[Records of labeled boxes]
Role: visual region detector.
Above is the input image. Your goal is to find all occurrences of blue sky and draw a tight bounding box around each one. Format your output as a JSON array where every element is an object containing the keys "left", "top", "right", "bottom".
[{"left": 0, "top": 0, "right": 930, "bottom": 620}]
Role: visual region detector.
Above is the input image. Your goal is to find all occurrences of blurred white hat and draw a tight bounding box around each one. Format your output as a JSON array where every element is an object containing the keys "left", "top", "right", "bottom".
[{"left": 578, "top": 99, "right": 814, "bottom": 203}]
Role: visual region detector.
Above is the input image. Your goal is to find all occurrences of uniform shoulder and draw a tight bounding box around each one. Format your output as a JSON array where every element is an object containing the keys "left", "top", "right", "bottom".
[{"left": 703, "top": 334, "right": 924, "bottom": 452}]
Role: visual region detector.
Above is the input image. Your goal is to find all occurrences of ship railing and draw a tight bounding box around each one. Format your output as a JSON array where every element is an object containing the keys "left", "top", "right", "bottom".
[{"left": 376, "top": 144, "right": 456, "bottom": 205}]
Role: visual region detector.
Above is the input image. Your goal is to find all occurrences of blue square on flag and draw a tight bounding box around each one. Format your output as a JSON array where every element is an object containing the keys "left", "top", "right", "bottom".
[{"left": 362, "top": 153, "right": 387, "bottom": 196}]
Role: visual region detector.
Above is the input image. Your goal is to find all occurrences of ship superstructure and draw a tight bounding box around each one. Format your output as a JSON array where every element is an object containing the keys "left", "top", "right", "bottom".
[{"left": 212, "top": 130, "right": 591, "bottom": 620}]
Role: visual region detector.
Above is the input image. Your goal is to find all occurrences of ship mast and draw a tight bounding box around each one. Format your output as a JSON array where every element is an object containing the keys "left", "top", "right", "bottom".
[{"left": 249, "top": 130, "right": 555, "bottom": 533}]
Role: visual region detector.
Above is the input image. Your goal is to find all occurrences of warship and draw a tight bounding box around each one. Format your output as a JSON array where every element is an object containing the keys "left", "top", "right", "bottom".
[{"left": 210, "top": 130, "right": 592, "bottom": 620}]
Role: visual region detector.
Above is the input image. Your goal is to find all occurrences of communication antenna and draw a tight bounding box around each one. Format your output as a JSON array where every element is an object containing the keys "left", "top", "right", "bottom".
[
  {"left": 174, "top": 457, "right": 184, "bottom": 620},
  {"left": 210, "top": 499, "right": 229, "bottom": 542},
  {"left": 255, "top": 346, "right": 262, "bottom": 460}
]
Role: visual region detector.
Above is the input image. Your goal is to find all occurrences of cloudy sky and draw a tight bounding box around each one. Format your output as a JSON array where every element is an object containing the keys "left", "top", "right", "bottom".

__DIRECTION__
From the listing above, pull out every line containing the word "blue" and reproduce each one in full.

__OUTPUT BELOW__
Above is the input image. Your goal is to find all occurrences of blue sky and draw a tight bounding box around each one. Format your output as a JSON array where every element is an object containing the keys "left", "top", "right", "bottom".
Above is the input image. Your goal is to find all occurrences of blue square on flag and draw a tight bounding box around each one. Format your output as a JSON array where every element is an object containing the keys "left", "top", "right", "bottom".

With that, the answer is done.